▼
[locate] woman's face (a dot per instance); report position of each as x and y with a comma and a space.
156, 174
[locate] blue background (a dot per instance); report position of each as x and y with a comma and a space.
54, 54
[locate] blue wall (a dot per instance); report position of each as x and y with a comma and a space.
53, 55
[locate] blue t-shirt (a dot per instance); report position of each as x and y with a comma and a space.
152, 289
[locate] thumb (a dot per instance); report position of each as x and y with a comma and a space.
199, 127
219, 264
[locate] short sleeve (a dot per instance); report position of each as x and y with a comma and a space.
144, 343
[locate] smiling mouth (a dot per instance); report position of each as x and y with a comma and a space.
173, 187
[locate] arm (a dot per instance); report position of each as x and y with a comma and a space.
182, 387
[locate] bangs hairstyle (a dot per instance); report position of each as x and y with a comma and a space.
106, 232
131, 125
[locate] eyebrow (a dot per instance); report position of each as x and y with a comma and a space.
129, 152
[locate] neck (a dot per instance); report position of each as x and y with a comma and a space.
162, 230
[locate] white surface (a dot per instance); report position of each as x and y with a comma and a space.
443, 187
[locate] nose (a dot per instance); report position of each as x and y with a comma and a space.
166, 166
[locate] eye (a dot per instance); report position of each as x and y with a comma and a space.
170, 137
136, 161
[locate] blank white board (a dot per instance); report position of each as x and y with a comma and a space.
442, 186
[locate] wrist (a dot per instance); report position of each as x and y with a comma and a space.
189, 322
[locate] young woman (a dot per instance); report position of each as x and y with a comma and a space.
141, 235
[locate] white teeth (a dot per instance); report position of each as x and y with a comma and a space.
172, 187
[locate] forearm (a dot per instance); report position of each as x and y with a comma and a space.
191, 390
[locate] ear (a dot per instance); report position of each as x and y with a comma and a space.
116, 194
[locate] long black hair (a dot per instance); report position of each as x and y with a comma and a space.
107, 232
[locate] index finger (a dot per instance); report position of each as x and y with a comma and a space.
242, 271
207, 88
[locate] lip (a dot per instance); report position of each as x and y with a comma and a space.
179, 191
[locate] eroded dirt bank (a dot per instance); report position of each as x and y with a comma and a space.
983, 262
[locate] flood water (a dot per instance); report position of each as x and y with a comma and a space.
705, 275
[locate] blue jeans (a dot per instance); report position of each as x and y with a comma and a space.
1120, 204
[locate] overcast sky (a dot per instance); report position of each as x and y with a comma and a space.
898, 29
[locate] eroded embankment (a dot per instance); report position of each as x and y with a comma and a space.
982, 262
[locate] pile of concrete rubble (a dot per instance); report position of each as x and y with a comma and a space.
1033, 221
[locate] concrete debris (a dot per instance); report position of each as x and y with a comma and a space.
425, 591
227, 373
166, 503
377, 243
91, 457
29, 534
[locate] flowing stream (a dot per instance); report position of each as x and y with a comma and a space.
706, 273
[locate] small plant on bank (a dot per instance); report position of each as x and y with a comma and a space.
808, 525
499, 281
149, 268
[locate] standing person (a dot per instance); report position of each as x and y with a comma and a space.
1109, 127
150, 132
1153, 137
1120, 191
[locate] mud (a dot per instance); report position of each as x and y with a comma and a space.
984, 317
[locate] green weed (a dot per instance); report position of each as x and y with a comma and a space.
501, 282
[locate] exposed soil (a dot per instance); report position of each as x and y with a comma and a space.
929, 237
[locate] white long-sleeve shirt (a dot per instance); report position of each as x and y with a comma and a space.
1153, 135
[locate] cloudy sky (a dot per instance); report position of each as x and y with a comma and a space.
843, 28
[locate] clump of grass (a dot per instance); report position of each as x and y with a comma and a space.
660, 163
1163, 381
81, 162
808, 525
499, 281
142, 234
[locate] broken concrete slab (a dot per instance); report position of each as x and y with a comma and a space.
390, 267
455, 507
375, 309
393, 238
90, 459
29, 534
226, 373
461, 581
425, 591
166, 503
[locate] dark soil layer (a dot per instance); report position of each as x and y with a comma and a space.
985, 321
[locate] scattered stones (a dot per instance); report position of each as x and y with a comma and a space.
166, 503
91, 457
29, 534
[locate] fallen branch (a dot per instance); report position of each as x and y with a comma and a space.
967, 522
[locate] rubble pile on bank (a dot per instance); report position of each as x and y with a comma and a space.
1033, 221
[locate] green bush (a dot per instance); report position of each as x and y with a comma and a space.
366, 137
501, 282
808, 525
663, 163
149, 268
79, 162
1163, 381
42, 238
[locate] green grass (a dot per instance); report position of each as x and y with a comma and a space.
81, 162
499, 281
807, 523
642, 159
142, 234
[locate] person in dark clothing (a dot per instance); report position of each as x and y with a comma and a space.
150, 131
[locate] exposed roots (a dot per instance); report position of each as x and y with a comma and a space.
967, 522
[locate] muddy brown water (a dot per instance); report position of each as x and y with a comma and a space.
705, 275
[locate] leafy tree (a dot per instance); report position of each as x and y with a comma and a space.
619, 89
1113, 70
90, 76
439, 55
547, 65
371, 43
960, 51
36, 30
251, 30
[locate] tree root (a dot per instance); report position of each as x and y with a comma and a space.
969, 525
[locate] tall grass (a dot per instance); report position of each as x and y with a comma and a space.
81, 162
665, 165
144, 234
▲
▼
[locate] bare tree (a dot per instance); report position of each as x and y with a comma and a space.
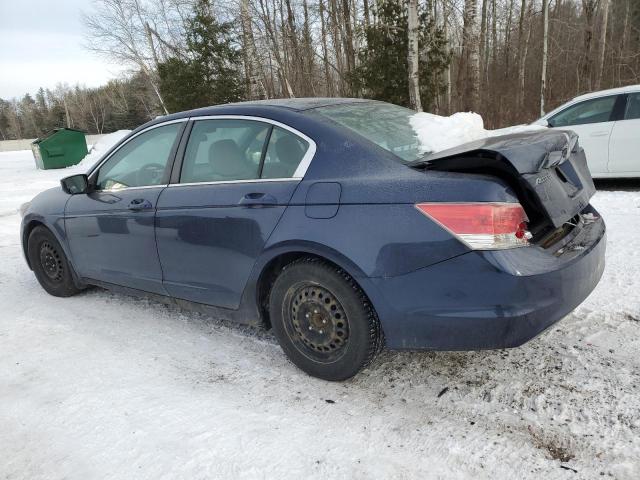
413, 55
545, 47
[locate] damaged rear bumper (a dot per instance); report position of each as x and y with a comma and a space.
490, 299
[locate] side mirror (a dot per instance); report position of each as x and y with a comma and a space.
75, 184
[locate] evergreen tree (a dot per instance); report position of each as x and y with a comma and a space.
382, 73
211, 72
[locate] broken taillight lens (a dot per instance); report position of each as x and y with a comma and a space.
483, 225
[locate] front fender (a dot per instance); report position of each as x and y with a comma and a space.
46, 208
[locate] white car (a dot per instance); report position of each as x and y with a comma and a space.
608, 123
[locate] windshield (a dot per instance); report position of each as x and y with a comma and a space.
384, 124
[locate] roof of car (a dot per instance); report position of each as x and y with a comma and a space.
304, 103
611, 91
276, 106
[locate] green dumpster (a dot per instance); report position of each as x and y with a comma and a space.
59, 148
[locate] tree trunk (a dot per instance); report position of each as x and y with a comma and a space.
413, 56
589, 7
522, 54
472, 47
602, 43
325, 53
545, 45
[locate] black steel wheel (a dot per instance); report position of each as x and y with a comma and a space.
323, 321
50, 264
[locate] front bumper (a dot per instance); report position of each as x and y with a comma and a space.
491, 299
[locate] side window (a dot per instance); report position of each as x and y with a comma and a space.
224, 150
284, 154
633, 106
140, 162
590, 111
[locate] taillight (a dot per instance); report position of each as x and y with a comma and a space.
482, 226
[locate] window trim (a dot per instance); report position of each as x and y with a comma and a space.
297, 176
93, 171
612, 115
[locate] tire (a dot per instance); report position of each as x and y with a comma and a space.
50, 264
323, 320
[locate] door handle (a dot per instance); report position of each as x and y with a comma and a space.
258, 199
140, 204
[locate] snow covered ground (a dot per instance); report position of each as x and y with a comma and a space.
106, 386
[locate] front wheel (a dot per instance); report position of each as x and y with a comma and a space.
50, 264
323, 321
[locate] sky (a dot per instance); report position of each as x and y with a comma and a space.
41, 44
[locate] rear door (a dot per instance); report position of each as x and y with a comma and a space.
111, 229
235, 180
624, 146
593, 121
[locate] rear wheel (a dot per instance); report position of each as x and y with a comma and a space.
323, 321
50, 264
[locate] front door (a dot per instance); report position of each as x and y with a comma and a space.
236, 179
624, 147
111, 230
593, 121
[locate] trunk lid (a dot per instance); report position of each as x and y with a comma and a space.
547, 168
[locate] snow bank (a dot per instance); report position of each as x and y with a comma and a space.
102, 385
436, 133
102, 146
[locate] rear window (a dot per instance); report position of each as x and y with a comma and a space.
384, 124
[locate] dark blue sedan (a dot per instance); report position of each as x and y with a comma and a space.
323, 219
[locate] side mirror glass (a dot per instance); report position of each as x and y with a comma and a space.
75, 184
▲
▼
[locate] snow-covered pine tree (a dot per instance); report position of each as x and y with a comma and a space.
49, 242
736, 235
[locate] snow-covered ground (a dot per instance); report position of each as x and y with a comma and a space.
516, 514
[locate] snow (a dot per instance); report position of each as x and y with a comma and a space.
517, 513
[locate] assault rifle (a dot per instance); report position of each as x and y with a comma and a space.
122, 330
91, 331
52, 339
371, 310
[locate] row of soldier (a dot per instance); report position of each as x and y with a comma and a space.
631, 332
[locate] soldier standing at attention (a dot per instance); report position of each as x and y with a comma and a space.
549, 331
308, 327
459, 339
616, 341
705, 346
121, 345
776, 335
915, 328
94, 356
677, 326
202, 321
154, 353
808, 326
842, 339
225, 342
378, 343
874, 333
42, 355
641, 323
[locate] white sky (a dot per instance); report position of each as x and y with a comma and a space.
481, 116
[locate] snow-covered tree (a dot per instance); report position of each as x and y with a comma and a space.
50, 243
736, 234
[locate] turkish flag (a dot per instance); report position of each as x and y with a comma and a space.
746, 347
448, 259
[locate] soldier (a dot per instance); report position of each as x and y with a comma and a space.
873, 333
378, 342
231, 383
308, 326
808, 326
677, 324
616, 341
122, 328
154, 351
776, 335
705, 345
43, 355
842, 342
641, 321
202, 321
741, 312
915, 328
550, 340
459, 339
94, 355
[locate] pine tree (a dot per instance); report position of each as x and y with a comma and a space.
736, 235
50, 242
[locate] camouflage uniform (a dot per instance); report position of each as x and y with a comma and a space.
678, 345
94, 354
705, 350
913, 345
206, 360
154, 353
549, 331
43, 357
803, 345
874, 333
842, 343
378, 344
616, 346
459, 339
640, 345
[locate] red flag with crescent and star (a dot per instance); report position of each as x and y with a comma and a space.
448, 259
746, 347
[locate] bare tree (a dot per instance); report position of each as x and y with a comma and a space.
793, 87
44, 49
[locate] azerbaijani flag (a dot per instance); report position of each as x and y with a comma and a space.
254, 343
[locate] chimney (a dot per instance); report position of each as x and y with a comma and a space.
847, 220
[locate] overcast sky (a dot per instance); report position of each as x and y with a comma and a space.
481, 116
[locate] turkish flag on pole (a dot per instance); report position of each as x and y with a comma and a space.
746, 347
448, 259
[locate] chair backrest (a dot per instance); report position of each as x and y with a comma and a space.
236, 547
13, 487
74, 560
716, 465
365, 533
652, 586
▲
## To be done:
Identify every line in the entries above that contains the word "side", and copy each of those lines in full.

## The completed task:
[locate] side mirror (a dot per instance); report position of each as x and y with a comma and a space.
[locate] side window (a dot per instance); report position of each as x and y with a comma and a space.
[locate] side mirror glass (a dot per instance); report position of each as x and y with a comma and a space.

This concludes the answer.